Some records:
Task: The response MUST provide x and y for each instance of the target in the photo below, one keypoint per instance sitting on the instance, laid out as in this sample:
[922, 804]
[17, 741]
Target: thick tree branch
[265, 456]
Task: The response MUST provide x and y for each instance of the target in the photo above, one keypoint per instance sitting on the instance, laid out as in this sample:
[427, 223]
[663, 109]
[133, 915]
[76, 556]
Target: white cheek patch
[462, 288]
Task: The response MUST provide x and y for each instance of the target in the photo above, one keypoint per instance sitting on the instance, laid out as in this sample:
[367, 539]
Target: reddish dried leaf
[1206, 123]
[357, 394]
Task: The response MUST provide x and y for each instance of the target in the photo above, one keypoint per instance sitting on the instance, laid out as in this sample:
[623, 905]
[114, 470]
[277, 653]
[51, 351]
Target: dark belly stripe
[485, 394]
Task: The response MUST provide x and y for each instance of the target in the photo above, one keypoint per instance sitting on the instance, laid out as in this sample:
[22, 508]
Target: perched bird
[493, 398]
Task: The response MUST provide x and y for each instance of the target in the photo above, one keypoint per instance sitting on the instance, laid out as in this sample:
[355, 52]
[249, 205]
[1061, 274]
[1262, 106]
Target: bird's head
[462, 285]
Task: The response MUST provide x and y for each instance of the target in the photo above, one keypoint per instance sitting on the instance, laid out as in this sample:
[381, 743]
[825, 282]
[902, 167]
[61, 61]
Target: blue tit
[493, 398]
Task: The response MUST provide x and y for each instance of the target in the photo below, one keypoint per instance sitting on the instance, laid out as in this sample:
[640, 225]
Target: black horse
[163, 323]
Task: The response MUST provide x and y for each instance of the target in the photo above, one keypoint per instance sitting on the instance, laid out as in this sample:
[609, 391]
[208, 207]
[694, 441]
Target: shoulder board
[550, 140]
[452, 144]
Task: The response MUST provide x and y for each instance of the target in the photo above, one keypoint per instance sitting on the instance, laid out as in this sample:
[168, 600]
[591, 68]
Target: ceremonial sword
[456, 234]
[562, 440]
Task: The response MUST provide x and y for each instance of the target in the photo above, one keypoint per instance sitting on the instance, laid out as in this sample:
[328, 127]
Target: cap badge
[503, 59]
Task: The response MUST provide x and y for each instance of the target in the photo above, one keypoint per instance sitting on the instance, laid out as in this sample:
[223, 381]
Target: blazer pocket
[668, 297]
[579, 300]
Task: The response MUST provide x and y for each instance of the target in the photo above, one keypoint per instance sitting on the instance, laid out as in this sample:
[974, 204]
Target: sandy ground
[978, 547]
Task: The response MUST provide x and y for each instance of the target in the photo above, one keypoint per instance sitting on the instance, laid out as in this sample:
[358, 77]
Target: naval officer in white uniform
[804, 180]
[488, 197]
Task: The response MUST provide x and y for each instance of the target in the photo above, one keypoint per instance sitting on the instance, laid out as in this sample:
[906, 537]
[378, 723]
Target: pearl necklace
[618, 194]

• **Your goal**
Find each line in the entries above that contains the word "white" and copy those lines out in full.

• **Reply to the exercise**
Target: white cheek patch
Target: naval officer in white uniform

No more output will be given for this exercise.